▸ **DOKUMENT**:
Mit meinem kürzlichen Grafikkartenwechsel von Radeon HD 6970 auf GTX 770 dann die Überraschung: Der PC verhält sich beim Herunterfahren nun völlig normal. Auf die Grafikhardware als Ursache wäre ich, zugegebenermaßen, nie gekommen und habe nach wie vor auch keine Ahnung, worin der Fehler konkret bestand. Ja, die HD 6970 hatte zuletzt Probleme gemacht: Treiberresets aus nicht ersichtlichen Gründen, Grafikfehler, im Idle plötzlich aufdrehende Lüfter, CTDs in manchen Spielen oder aber komplette Freezes. Ein Wechsel war unabdingbar, nachdem all dies nicht behoben werden konnte - so bin ich nun doch noch ein Problem mehr losgeworden als ich gedacht hätte


----------



## -Shorty- (26. August 2013)

*AW: Problem - sämtliche Lüfter des PCs laufen nach dem Herunterfahren einfach weiter*

Ein BIOS/UEFI Update kann aber auch nicht schaden wenn hier von Funktionen deines MB gesprochen wird die du nicht findest/hast, nur so am Rande.


----------



## HunterChief (1. September 2013)

*AW: Problem - sämtliche Lüfter des PCs laufen nach dem Herunterfahren einfach weiter*

hi,
es gibt auch Netzteile welche sämtliche Lüfter nachlaufen lassen - in Abhängigkeit von der Temperatur.
Ein Bekannter hat so ein dickes Enermax ... das macht sowas.
Und ja, nicht nur der Netzteillüfter läuft nach!

▸ **AUFGABEN**:
[1] Filtern Sie die Datensätze und übernehmen Sie jede Zeile, welche die Zeichenfolge „white“ enthält. Dabei ist die Groß- und Kleinschreibung zu beachten.
[2] Schreiben Sie die Fortsetzung des Dokuments über nachlaufende PC-Lüfter, beginnend nach dessen letztem Satz.

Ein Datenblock
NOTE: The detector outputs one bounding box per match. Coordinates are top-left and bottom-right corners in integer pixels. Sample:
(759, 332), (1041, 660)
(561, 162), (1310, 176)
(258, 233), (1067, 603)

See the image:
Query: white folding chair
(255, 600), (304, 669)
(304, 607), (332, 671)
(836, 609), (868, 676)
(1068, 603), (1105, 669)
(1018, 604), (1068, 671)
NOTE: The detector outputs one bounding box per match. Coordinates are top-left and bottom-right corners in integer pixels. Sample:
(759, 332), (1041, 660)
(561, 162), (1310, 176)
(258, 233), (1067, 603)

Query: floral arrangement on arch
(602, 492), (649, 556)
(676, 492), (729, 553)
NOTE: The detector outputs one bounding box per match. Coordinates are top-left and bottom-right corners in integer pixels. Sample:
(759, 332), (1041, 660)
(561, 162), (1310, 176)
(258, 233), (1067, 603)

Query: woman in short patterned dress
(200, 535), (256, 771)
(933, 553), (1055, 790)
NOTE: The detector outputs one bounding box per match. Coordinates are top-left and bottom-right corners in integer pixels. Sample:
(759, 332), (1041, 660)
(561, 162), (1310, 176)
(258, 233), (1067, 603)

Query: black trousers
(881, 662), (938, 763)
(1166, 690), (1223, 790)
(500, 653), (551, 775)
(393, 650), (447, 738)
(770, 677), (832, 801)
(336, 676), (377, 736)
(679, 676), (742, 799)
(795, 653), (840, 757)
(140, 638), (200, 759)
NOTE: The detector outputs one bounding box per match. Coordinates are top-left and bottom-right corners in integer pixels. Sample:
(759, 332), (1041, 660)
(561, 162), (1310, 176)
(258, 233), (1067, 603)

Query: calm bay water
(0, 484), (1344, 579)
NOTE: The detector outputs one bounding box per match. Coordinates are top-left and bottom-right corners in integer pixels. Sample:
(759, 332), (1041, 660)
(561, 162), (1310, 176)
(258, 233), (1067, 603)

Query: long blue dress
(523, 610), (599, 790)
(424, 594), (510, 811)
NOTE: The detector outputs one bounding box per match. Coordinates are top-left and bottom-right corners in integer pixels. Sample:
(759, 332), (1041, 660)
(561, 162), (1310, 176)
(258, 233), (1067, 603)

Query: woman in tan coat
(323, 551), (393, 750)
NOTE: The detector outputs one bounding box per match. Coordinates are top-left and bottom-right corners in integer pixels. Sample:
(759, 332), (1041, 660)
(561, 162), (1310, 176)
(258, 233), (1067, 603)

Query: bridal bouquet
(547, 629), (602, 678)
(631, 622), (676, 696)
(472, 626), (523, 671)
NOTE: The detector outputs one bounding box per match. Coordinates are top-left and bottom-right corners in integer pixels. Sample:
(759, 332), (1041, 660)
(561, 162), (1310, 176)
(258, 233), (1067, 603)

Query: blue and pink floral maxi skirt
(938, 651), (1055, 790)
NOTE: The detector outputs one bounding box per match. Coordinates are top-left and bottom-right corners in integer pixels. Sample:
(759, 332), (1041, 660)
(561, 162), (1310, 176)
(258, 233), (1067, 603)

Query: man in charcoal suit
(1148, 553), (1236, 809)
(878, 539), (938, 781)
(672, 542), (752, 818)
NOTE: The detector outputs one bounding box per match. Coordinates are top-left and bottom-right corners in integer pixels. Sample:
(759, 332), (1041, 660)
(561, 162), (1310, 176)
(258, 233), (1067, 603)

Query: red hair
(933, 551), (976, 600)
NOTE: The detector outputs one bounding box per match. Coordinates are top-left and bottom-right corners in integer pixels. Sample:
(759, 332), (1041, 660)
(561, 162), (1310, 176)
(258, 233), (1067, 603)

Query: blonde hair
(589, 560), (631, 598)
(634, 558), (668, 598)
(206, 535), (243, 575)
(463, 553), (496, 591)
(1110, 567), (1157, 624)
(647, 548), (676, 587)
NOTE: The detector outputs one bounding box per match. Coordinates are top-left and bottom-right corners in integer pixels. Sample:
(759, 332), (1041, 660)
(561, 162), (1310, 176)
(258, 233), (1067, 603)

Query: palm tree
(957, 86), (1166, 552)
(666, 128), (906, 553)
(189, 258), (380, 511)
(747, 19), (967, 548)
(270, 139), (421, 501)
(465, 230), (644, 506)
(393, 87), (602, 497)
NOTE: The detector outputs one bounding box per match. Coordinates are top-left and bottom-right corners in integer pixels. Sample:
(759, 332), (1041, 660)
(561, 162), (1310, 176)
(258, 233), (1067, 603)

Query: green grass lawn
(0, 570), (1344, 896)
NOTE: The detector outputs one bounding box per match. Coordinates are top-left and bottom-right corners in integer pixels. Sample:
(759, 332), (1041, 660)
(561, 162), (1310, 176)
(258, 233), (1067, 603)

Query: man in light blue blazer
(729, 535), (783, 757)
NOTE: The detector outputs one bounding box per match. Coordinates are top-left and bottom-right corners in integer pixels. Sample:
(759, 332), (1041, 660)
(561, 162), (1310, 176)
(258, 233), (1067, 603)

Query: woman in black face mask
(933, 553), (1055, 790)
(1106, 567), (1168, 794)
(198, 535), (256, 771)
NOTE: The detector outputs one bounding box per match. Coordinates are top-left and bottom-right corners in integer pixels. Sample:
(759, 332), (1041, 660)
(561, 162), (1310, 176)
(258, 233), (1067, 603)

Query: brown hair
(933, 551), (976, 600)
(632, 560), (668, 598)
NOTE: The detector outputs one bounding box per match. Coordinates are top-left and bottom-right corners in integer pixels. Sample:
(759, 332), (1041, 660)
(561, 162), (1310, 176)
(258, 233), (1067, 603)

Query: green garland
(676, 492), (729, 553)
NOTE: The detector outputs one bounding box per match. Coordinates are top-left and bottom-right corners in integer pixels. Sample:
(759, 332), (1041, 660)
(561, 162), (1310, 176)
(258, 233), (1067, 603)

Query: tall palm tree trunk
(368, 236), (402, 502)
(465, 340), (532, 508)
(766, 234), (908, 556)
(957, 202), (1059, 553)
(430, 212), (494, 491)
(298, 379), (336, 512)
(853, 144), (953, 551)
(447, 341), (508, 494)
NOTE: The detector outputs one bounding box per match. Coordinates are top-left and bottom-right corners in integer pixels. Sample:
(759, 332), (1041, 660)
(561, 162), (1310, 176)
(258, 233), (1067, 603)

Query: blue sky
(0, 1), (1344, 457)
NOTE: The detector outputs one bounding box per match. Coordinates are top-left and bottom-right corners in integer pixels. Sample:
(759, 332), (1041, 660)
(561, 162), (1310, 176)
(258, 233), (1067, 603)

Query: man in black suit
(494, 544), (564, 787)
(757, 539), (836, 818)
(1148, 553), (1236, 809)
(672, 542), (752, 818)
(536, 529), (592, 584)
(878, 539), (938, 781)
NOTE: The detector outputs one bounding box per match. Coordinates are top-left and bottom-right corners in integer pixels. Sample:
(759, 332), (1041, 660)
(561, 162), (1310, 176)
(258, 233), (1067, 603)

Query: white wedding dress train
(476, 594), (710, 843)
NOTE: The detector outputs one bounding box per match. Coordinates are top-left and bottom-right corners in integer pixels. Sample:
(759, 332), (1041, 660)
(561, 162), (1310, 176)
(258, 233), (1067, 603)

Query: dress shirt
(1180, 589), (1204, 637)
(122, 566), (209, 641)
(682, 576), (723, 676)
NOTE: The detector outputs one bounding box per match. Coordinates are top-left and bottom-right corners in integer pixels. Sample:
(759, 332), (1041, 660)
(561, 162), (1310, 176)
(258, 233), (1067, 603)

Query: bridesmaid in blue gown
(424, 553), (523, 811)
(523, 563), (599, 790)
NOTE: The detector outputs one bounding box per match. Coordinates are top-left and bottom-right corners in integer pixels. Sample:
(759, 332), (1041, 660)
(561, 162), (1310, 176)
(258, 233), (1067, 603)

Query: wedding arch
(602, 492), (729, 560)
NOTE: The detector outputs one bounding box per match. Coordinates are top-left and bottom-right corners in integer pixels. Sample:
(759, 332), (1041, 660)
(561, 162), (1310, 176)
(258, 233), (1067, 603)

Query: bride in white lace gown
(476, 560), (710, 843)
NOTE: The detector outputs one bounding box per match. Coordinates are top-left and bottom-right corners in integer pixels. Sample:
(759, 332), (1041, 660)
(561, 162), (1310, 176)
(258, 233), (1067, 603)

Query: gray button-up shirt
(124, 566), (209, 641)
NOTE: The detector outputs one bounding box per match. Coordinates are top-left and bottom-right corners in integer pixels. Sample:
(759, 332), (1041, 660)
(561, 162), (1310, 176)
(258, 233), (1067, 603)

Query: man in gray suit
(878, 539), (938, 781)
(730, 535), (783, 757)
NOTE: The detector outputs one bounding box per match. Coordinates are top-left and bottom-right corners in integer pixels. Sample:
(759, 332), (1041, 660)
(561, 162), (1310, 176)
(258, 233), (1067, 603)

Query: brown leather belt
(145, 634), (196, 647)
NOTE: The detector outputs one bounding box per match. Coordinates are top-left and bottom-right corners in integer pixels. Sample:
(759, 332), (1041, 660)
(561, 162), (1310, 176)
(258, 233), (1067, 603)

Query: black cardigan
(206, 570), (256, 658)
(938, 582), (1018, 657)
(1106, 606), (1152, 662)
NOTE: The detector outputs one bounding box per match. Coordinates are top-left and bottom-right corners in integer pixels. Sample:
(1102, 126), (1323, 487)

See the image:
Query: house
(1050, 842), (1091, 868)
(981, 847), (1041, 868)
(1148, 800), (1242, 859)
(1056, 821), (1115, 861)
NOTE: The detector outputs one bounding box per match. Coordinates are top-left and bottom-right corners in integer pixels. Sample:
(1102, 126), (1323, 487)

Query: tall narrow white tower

▸ **LÖSUNGEN**:
[1]
Query: white folding chair
Query: white wedding dress train
Query: bride in white lace gown
Query: tall narrow white tower

[2]
----------



## Rurdo (1. September 2013)

*AW: Problem - sämtliche Lüfter des PCs laufen nach dem Herunterfahren einfach weiter*



HunterChief schrieb:


> hi,
> es gibt auch Netzteile welche sämtliche Lüfter nachlaufen lassen - in Abhängigkeit von der Temperatur.
> Ein Bekannter hat so ein dickes Enermax ... das macht sowas.
> Und ja, nicht nur der Netzteillüfter läuft nach!


Dann sag mir mal bitte wie das Netzteil zwischen Lüfter und z.b. einer Festplatte unterscheidet? Sobald ein Lüfter läuft wenn der PC aus ist, gibts irgendwo ne macke!


----------



## HunterChief (1. September 2013)

*AW: Problem - sämtliche Lüfter des PCs laufen nach dem Herunterfahren einfach weiter*

Wie das geschaltet ist weiß ich nicht genau! Nur das auch zumindest die 4 Gehäuselüfter nachlaufen - und dies wird explizit durch das Enermax-Netzteil gewährleistet!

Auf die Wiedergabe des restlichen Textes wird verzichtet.